→ REQUIRED TASKS:
• a. Copy, word for word, the part of the article on the autism presentation that opens with the words containing "Insights on autism" and closes with "January and February.".
• b. Decide whether each statement agrees with the article on the autism presentation: (i) The club no longer holds meetings in January and February. (ii) Michael Gromczewski is a teacher. (iii) Four of Costello's students are autistic. Answer yes or no for each, and quote the words of the article that decide it.

Insights on autism presented to club
What constitutes a good afternoon?
In my book, have a good lunch with good people, enjoy some conversation – hopefully something that will involve doable yet delicious recipes – and learn something new.
All that came together for yours truly when the GFWC/Ohio Woman’s Club of Steubenville held its March 4 meeting, ending its winter hiatus as the members have elected to no longer hold meetings in January and February.
At the Steubenville Country Club gathering, I enjoyed the lunch and the lunch company of Donna Phillips, Christine Shultz, Karen Majoris-Garrison, Shirley Valuska and Donna Keagler, the latter of whom shared a sausage and pasta recipe I intend to try.
The learn-something-new part of the meeting came courtesy of two representatives of the School of Bright Promise, including teacher Lauren Costello, the daughter of club member Beverly Costello. With her was Michael Gromczewski, case manager with the Jefferson County Board of Developmental Disabilities. They were introduced by Eileen Krupinski, club vice president and program chairman.
“Ipads and Autism: Giving a Voice” was the title of Costello’s presentation, one that included a definition of autism, which is a neurological disorder that affects one in 88 children every year. It ranges in the degree of the disorder known as autism spectrum disorders, including the high-functioning Asberger’s Syndrome.
Communication difficulties, restrictive and repetitive behaviors, an inability to understand and follow social cues and sensory integration disorder are among the symptoms of an autistic person.
And yet, Costello pointed out, individuals with autism are known to be “very bright, innovative, technological, visual, intelligent, creative and competent learners who should never be underestimated.”
“I am amazed at what these children have taught me and how special they are,” said Costello, who is in her first year as a special educator, working with seven students ranging in age from kindergarten through grade four. Three of her students are autistic.

→ DATA SHOWN:

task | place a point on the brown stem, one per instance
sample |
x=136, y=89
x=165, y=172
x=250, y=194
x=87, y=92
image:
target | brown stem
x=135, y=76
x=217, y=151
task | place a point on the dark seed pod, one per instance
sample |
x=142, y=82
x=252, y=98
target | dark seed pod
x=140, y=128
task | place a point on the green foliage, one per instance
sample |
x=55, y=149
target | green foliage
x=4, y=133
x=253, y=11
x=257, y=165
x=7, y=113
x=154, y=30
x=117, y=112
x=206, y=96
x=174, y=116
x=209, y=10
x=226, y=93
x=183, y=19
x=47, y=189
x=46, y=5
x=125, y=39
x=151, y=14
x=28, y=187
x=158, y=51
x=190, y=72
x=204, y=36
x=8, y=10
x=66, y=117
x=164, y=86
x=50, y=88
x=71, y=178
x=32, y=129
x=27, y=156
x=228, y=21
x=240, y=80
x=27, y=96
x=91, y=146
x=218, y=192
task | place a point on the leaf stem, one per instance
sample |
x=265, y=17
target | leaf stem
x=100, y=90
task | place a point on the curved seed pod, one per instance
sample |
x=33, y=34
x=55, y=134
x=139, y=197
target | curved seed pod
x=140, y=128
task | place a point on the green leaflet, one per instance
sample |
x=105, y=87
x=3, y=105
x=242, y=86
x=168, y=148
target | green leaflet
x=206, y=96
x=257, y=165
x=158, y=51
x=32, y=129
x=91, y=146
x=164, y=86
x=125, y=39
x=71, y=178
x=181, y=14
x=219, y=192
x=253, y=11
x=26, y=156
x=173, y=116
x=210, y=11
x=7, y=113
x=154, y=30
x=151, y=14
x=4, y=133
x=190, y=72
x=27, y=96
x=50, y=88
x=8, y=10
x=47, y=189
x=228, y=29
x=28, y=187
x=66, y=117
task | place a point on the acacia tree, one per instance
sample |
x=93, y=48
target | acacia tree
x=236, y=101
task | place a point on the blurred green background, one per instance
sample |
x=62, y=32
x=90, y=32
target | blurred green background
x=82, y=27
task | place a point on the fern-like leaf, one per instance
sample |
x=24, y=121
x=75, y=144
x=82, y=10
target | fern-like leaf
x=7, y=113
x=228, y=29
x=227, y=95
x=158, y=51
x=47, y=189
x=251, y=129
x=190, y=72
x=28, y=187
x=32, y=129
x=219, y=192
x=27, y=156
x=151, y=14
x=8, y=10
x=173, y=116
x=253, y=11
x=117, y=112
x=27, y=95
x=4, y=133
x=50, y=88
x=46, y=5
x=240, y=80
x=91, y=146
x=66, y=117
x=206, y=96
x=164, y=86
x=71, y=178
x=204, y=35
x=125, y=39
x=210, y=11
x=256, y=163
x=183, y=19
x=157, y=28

→ TASK-BY-TASK ANSWERS:
• a.
Insights on autism presented to club
What constitutes a good afternoon?
In my book, have a good lunch with good people, enjoy some conversation – hopefully something that will involve doable yet delicious recipes – and learn something new.
All that came together for yours truly when the GFWC/Ohio Woman’s Club of Steubenville held its March 4 meeting, ending its winter hiatus as the members have elected to no longer hold meetings in January and February.

• b.
(i) Yes: "the members have elected to no longer hold meetings in January and February."
(ii) No: "Michael Gromczewski, case manager with the Jefferson County Board of Developmental Disabilities."
(iii) No: "Three of her students are autistic."